Dataset records
------

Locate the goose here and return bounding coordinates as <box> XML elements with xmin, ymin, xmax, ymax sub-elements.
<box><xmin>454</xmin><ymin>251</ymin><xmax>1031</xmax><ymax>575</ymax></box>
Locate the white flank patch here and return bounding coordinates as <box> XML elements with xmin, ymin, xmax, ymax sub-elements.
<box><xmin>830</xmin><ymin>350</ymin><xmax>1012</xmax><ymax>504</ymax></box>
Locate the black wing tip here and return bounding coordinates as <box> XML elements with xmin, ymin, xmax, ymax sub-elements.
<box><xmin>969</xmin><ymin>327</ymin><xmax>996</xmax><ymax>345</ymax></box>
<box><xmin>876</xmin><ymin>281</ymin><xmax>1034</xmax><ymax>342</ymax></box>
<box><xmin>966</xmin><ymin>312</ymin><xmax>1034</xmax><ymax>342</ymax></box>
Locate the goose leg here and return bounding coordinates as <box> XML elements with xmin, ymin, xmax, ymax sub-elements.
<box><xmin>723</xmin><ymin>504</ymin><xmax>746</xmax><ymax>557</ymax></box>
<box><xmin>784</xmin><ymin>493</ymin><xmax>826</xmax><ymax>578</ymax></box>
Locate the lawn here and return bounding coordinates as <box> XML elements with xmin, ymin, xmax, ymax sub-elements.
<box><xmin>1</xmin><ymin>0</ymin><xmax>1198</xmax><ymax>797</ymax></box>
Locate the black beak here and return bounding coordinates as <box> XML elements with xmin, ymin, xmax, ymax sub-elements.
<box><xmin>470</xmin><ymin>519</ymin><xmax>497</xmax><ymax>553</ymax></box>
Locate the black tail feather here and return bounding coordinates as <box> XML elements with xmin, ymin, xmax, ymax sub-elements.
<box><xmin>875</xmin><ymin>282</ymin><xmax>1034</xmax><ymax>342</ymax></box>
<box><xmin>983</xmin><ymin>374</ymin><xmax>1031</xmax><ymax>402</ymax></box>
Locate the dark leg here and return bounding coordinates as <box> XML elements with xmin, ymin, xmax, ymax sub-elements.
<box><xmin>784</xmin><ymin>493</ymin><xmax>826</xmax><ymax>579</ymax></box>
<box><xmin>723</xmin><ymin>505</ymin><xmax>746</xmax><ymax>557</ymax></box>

------

• EXERCISE INSTRUCTIONS:
Exactly as given, restate all the lines above.

• YOUR SOLUTION:
Locate the goose here and return bounding coordinates as <box> XML elements with xmin, ymin, xmax, ymax sub-elements.
<box><xmin>454</xmin><ymin>251</ymin><xmax>1031</xmax><ymax>575</ymax></box>
Locate the white flank patch here and return bounding coordinates as <box> XML elements with xmin, ymin, xmax, ymax sub-elements.
<box><xmin>830</xmin><ymin>350</ymin><xmax>1012</xmax><ymax>504</ymax></box>
Locate the black wing tip here and return bounding coordinates as <box> XML elements with xmin, ymin, xmax, ymax sub-elements.
<box><xmin>969</xmin><ymin>327</ymin><xmax>996</xmax><ymax>345</ymax></box>
<box><xmin>876</xmin><ymin>281</ymin><xmax>1034</xmax><ymax>342</ymax></box>
<box><xmin>966</xmin><ymin>312</ymin><xmax>1034</xmax><ymax>342</ymax></box>
Locate the goose leg here and return bounding coordinates as <box> XML elements with xmin, ymin, xmax, ymax sub-elements.
<box><xmin>723</xmin><ymin>504</ymin><xmax>746</xmax><ymax>557</ymax></box>
<box><xmin>784</xmin><ymin>493</ymin><xmax>826</xmax><ymax>578</ymax></box>
Locate the lawn here and return bounding coordinates as <box> XML elements with xmin, ymin, xmax, ymax sub-elements.
<box><xmin>1</xmin><ymin>0</ymin><xmax>1198</xmax><ymax>797</ymax></box>
Locate the black beak here and return bounding coordinates as <box> XML elements with xmin, ymin, xmax, ymax sub-elements.
<box><xmin>470</xmin><ymin>519</ymin><xmax>497</xmax><ymax>553</ymax></box>
Locate the black tail feather here and return bounding coordinates as <box> XML elements with xmin, ymin, xmax, ymax sub-elements.
<box><xmin>875</xmin><ymin>282</ymin><xmax>1034</xmax><ymax>342</ymax></box>
<box><xmin>983</xmin><ymin>374</ymin><xmax>1031</xmax><ymax>402</ymax></box>
Locate the dark leg here and return bounding coordinates as <box> XML elements with xmin, ymin, xmax, ymax sub-elements.
<box><xmin>784</xmin><ymin>493</ymin><xmax>826</xmax><ymax>579</ymax></box>
<box><xmin>723</xmin><ymin>505</ymin><xmax>746</xmax><ymax>557</ymax></box>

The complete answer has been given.